Task goal -
Rewrite the part of the listing below that opens with the line containing "Target: full moon" and runs through the end of the listing, keeping every line, and shift each bounding-box coordinate in it by -65.

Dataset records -
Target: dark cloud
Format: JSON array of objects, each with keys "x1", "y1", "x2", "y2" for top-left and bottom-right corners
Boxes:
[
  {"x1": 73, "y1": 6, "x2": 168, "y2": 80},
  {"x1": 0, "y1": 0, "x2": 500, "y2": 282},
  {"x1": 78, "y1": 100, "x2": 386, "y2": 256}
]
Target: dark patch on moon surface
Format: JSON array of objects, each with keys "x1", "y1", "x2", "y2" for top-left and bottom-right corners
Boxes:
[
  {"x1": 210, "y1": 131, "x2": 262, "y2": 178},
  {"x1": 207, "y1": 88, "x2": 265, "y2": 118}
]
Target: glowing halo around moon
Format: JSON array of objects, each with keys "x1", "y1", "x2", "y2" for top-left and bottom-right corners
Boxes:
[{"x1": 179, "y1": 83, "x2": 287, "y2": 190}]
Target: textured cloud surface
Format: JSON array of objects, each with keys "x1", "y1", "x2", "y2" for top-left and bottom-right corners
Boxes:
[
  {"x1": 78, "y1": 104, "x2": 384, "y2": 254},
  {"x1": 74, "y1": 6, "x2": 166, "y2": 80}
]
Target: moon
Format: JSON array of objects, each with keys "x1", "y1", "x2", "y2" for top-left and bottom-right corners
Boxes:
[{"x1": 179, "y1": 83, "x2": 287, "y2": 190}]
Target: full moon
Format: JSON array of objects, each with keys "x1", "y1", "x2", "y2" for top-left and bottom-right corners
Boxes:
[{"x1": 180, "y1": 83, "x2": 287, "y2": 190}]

Exercise solution -
Target: full moon
Format: JSON array of objects, each with keys "x1", "y1", "x2", "y2" for top-left and bottom-right corners
Boxes:
[{"x1": 115, "y1": 18, "x2": 222, "y2": 125}]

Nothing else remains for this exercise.